Extrait du document:
=======
Cette analyse nous fera connaître que le mot sensation, pris abstractivement, n’exprime proprement aucune idée, mais que ce mot est seulement une expression commune à toutes les idées que nous recevons par les sens. Ces idées n’ont rien de commun entre elles en tant qu’idées (car qu’y a-t-il de commun, par exemple, entre voir et entendre), mais seulement en tant qu’elles sont occasionées par l’impression que reçoivent certaines parties de notre corps.

Nous verrons ensuite que la notion abstraite d’existence se forme d’abord en nous par le sentiment du moi qui résulte de nos sensations et de nos pensées, que de là nous regardons ce sentiment du moi, comme pouvant se séparer du sujet dans lequel il se trouve, sans que ce sujet soit anéanti ; et que par ce moyen il nous reste l’idée abstraite d’existence, que nous appliquons ensuite aux êtres différens de nous, qui nous paraissent occasioner nos sensations.

Voilà un exemple abrégé de la manière dont le philosophe parvient à développer la formation de certaines idées abstraites générales, trop simples pour être définies, mais trop abstraites pour être des notions directes et primitives.
=======
Lignes:
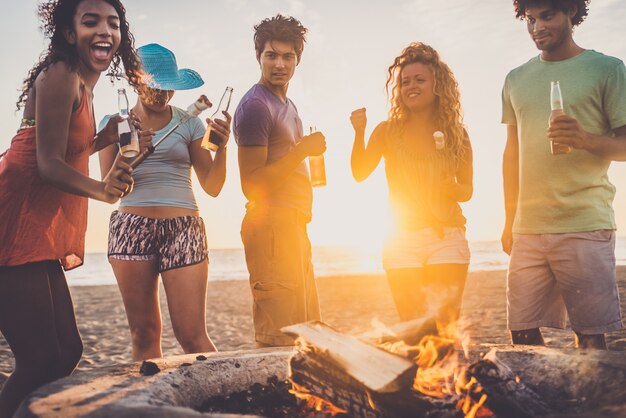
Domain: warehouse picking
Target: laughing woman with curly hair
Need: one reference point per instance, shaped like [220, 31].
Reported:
[428, 164]
[44, 186]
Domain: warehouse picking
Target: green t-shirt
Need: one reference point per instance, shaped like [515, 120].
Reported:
[567, 192]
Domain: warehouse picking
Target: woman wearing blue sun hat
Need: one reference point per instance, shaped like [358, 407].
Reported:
[157, 229]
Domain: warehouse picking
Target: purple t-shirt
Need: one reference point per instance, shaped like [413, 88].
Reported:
[263, 120]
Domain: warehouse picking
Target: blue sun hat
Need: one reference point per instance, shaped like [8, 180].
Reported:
[159, 63]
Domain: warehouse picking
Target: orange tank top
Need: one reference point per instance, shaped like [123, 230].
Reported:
[38, 221]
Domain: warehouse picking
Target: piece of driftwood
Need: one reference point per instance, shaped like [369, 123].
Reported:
[376, 369]
[323, 378]
[361, 379]
[565, 382]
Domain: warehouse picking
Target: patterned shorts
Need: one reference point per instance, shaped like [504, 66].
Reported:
[173, 242]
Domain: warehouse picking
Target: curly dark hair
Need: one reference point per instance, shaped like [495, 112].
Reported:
[280, 28]
[57, 17]
[582, 8]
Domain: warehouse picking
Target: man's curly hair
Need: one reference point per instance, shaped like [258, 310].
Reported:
[280, 28]
[582, 8]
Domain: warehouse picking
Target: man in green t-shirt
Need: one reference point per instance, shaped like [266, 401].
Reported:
[560, 227]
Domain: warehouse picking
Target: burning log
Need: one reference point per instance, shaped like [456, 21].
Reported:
[376, 369]
[571, 381]
[358, 378]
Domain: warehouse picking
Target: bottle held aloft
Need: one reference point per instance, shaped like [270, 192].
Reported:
[211, 140]
[129, 140]
[556, 110]
[198, 106]
[440, 142]
[317, 166]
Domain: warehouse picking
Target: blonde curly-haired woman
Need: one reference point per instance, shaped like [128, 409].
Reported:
[426, 257]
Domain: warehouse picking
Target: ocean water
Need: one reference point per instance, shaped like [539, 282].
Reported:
[230, 264]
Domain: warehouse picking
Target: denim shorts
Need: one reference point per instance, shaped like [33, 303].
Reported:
[410, 249]
[553, 277]
[173, 242]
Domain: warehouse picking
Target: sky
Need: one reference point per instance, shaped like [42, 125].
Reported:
[349, 47]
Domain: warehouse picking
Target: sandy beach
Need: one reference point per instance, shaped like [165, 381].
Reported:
[349, 303]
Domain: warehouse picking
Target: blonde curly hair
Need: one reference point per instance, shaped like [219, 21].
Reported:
[449, 115]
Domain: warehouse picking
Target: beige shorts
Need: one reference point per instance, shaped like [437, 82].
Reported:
[555, 276]
[278, 256]
[418, 248]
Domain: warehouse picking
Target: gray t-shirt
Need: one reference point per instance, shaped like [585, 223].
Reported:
[262, 119]
[164, 178]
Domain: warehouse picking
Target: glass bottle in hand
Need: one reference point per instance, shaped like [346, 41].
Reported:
[556, 110]
[211, 140]
[129, 141]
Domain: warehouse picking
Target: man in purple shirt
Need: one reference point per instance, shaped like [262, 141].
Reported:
[275, 180]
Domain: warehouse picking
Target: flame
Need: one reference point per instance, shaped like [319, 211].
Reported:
[313, 402]
[441, 372]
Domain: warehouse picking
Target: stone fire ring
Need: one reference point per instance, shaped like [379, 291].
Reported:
[183, 383]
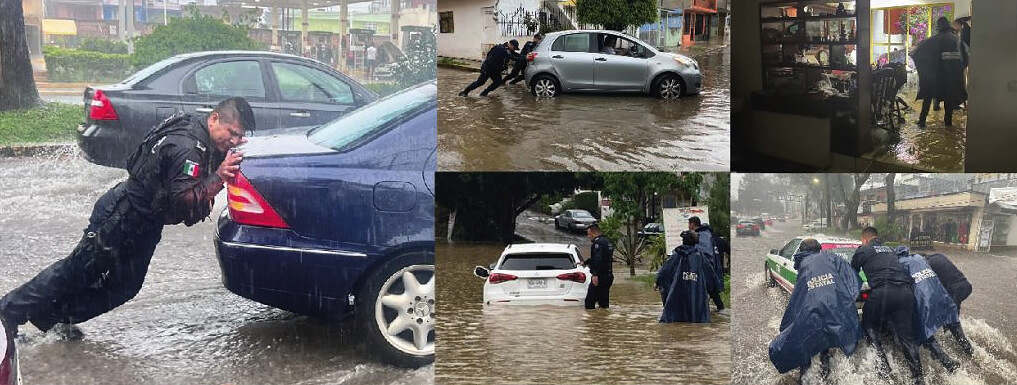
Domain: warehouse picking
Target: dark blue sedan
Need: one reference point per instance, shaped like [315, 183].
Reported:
[339, 221]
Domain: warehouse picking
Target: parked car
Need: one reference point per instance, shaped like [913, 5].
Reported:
[284, 90]
[608, 61]
[575, 219]
[746, 228]
[536, 274]
[8, 367]
[340, 221]
[779, 264]
[651, 230]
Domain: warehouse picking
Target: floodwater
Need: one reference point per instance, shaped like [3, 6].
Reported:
[513, 130]
[480, 344]
[183, 327]
[989, 318]
[935, 147]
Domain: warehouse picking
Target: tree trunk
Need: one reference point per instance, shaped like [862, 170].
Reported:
[17, 86]
[891, 197]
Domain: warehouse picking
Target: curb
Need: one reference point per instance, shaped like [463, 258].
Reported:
[38, 149]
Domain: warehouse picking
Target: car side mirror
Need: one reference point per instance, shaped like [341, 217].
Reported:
[481, 272]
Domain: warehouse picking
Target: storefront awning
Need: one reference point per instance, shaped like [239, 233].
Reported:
[59, 26]
[1004, 199]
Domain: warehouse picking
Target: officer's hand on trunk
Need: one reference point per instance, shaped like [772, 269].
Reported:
[228, 169]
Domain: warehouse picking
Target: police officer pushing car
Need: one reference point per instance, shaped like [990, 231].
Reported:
[601, 258]
[173, 178]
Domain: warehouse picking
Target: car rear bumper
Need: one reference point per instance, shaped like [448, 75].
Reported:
[103, 144]
[301, 279]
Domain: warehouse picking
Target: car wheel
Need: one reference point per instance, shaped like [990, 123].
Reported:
[770, 281]
[397, 309]
[668, 87]
[545, 86]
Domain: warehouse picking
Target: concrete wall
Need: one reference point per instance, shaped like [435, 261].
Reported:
[992, 124]
[470, 23]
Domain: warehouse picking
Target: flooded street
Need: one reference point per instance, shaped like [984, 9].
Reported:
[513, 130]
[566, 344]
[989, 320]
[935, 147]
[183, 327]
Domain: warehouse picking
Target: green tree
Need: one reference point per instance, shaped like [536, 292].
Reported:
[631, 195]
[720, 204]
[421, 61]
[616, 14]
[193, 33]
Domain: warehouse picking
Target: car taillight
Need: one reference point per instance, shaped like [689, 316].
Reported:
[573, 276]
[248, 207]
[498, 277]
[101, 108]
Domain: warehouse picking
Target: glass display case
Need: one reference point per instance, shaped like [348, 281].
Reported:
[809, 47]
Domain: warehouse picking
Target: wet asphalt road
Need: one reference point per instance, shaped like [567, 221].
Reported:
[548, 344]
[513, 130]
[989, 318]
[183, 327]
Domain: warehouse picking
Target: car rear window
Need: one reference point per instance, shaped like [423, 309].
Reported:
[372, 119]
[538, 261]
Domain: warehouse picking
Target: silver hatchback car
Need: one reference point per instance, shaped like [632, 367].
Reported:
[607, 61]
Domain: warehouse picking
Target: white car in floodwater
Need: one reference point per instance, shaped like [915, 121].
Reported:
[536, 274]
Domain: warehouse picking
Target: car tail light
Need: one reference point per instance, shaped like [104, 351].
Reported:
[573, 276]
[101, 108]
[498, 277]
[248, 207]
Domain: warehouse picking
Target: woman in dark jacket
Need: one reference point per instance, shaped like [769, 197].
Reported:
[941, 61]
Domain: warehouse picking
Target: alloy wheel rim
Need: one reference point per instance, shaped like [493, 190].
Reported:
[545, 87]
[414, 309]
[670, 88]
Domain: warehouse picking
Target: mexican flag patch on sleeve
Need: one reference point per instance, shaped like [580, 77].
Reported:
[192, 169]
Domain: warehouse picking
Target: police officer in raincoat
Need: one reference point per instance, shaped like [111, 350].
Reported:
[958, 287]
[821, 314]
[706, 245]
[934, 307]
[173, 177]
[891, 302]
[600, 264]
[681, 281]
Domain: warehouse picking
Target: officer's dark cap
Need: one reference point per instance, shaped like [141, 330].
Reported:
[236, 110]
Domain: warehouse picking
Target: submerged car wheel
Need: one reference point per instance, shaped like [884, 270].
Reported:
[545, 86]
[397, 309]
[669, 87]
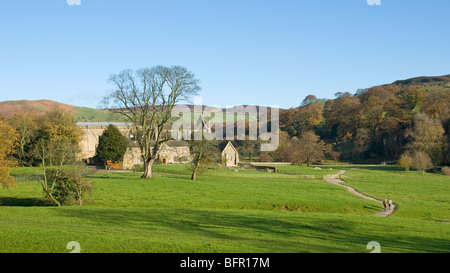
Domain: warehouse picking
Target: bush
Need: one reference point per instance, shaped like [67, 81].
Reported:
[70, 187]
[422, 161]
[446, 171]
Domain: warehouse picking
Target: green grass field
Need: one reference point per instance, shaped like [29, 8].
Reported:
[233, 211]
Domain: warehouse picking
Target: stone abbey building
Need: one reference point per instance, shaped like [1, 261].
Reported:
[172, 152]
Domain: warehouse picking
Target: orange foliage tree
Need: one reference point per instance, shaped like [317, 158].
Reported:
[7, 144]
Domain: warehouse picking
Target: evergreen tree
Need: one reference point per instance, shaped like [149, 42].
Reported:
[112, 145]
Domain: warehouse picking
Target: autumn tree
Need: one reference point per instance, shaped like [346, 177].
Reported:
[308, 149]
[405, 161]
[428, 136]
[112, 145]
[26, 127]
[146, 97]
[7, 143]
[56, 147]
[280, 154]
[421, 161]
[203, 151]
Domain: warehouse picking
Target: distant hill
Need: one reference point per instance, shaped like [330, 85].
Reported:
[425, 81]
[9, 108]
[39, 107]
=======
Exercice court:
Recopiez fidèlement le passage de l'extrait sur les idées abstraites compris entre « Nous verrons ensuite » et « occasioner nos sensations. », ces deux bornes incluses.

Résultat attendu:
Nous verrons ensuite que la notion abstraite d’existence se forme d’abord en nous par le sentiment du moi qui résulte de nos sensations et de nos pensées, que de là nous regardons ce sentiment du moi, comme pouvant se séparer du sujet dans lequel il se trouve, sans que ce sujet soit anéanti ; et que par ce moyen il nous reste l’idée abstraite d’existence, que nous appliquons ensuite aux êtres différens de nous, qui nous paraissent occasioner nos sensations.